Point placement records:
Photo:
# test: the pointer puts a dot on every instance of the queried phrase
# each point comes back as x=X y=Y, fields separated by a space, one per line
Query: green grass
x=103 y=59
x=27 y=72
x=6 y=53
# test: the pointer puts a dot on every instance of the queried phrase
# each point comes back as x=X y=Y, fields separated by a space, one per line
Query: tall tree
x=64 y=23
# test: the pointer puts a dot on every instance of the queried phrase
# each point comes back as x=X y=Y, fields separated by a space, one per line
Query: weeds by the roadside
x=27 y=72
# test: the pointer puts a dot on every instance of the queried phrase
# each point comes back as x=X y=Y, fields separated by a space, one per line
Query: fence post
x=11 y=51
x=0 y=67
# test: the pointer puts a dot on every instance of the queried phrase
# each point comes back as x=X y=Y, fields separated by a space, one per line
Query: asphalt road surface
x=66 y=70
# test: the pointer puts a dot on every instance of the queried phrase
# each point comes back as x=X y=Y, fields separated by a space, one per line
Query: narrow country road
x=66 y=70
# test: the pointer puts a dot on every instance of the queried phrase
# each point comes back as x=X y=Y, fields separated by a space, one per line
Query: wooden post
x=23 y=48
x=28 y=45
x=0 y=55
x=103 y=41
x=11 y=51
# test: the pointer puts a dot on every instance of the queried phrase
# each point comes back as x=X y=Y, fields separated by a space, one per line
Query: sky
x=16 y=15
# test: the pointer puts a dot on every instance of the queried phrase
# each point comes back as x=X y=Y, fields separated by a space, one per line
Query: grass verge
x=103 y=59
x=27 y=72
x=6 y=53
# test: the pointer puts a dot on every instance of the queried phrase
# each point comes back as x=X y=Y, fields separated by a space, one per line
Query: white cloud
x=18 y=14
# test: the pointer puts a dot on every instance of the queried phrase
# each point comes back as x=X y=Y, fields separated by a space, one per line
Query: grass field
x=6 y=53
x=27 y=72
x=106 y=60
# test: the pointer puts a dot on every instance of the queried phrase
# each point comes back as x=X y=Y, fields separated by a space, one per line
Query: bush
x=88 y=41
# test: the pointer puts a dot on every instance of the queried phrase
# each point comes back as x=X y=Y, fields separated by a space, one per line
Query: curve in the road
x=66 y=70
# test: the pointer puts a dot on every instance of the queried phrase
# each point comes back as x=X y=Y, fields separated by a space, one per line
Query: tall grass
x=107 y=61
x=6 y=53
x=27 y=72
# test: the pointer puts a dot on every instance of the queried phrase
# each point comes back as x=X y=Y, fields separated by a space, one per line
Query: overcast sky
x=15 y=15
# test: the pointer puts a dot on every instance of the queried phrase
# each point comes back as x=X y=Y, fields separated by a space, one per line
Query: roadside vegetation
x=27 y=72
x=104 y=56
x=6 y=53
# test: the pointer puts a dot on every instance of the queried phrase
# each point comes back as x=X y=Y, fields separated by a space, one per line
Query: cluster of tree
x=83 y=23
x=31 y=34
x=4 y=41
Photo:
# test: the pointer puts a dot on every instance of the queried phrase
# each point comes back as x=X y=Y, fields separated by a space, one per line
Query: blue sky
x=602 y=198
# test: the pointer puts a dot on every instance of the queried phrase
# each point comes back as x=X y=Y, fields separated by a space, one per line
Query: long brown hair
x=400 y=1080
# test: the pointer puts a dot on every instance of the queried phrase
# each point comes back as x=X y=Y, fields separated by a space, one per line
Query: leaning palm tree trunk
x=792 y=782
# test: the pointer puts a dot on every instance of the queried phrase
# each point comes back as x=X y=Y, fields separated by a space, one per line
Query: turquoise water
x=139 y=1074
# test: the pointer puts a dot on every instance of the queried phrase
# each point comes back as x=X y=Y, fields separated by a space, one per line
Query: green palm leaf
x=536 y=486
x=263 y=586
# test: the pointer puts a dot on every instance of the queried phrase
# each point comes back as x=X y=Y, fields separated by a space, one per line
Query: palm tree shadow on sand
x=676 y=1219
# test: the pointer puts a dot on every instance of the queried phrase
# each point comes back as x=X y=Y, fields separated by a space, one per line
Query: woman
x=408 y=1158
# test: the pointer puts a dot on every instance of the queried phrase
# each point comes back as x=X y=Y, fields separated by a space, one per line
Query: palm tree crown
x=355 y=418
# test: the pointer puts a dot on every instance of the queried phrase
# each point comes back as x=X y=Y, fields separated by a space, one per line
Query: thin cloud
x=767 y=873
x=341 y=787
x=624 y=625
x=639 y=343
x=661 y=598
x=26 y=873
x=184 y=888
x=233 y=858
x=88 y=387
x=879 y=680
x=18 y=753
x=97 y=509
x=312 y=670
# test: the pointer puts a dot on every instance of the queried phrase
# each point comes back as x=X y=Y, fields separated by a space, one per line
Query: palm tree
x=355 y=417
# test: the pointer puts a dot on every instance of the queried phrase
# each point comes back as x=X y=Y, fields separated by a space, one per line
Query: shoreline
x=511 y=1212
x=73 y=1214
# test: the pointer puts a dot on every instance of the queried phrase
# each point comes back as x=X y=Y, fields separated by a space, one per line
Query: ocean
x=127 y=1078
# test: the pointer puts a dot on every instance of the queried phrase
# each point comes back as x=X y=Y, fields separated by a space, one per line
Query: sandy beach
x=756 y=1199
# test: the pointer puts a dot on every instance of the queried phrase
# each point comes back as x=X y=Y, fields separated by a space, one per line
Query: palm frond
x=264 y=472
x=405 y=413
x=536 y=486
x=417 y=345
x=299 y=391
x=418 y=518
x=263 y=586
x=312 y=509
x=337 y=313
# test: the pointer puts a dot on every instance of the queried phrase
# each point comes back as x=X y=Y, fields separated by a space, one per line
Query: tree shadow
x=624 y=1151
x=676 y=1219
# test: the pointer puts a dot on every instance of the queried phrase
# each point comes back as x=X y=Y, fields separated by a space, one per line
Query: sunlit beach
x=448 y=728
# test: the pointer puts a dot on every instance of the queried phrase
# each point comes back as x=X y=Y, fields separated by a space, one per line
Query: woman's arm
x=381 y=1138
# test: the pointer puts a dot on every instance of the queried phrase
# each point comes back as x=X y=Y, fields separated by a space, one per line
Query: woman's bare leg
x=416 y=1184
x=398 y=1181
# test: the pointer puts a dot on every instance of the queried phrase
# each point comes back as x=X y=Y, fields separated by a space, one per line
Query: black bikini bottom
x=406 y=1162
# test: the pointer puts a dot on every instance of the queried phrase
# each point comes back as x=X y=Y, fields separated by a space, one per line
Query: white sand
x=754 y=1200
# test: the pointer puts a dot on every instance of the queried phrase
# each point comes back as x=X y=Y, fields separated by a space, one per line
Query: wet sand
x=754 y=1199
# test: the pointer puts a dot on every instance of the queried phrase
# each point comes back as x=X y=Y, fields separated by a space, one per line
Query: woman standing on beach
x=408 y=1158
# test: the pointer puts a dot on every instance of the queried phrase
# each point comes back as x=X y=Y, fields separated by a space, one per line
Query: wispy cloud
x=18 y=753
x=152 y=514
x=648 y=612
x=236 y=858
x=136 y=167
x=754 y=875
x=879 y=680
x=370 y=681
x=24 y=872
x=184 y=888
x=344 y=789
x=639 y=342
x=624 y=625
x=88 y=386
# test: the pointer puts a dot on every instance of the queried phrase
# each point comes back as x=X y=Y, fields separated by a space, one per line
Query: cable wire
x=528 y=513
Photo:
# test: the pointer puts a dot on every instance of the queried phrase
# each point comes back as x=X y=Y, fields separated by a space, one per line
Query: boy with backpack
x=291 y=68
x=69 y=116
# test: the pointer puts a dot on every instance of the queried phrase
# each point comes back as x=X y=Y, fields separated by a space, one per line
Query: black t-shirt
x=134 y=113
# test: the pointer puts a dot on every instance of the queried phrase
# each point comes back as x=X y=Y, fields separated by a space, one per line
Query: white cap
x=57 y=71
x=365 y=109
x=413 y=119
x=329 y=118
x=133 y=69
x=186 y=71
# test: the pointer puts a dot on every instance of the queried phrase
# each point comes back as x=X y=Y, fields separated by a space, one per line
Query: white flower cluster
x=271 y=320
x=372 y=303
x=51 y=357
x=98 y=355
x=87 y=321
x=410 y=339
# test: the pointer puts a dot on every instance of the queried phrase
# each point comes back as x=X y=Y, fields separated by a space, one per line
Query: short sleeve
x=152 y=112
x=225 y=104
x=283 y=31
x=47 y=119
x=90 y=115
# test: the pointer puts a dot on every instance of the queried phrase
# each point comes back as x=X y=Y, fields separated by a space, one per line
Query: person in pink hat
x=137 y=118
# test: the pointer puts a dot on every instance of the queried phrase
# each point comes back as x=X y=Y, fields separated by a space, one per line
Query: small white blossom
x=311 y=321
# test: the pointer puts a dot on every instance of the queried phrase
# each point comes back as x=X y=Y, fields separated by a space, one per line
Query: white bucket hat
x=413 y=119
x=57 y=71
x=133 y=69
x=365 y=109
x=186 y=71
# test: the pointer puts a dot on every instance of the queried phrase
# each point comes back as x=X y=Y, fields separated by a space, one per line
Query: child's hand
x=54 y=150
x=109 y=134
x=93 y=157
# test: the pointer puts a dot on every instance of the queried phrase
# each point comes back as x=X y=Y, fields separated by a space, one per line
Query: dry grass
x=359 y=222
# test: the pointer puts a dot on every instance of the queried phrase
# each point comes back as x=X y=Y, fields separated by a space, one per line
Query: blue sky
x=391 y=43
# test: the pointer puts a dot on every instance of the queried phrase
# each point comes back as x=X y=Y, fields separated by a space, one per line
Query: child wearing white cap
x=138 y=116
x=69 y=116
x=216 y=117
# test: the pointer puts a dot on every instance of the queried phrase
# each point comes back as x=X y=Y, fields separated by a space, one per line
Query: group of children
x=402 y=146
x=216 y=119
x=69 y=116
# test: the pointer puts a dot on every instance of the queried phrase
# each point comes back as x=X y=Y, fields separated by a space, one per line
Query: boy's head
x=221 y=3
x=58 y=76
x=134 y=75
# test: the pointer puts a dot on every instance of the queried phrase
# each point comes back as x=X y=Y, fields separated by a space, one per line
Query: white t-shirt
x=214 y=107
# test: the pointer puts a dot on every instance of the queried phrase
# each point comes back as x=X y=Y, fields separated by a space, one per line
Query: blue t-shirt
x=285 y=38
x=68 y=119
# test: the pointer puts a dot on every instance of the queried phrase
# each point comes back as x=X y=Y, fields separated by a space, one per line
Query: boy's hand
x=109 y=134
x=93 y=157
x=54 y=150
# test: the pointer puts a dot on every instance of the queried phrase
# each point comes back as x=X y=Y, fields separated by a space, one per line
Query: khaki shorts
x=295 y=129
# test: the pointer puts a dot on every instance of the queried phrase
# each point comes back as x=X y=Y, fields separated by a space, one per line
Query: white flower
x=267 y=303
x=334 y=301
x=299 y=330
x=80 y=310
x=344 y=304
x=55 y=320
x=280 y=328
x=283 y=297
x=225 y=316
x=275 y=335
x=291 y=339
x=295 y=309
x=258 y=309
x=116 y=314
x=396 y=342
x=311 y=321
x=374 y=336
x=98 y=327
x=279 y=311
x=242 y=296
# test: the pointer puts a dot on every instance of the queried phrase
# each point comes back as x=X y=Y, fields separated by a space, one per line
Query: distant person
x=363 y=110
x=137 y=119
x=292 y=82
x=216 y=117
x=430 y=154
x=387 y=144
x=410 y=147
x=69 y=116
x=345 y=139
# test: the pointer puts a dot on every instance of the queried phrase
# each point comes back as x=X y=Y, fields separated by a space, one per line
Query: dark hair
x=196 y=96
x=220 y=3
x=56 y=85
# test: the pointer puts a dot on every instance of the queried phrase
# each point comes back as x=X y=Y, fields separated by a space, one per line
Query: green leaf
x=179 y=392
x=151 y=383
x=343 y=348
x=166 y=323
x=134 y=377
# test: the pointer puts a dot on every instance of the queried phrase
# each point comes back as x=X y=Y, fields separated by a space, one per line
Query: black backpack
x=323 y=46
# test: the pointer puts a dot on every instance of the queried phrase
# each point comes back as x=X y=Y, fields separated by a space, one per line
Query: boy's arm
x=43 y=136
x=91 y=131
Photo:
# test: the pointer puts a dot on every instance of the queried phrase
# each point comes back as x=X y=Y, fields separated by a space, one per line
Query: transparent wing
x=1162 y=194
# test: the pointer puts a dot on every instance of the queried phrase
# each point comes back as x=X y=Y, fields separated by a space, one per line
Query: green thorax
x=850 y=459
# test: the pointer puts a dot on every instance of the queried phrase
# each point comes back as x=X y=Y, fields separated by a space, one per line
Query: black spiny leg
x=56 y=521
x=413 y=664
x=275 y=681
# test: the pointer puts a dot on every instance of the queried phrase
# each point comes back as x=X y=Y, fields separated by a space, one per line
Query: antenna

#### WRITTEN TASK:
Count the lines in the entries above that contain the string "leaf", where case counts. Give only the number.

#### THE SOLUTION:
2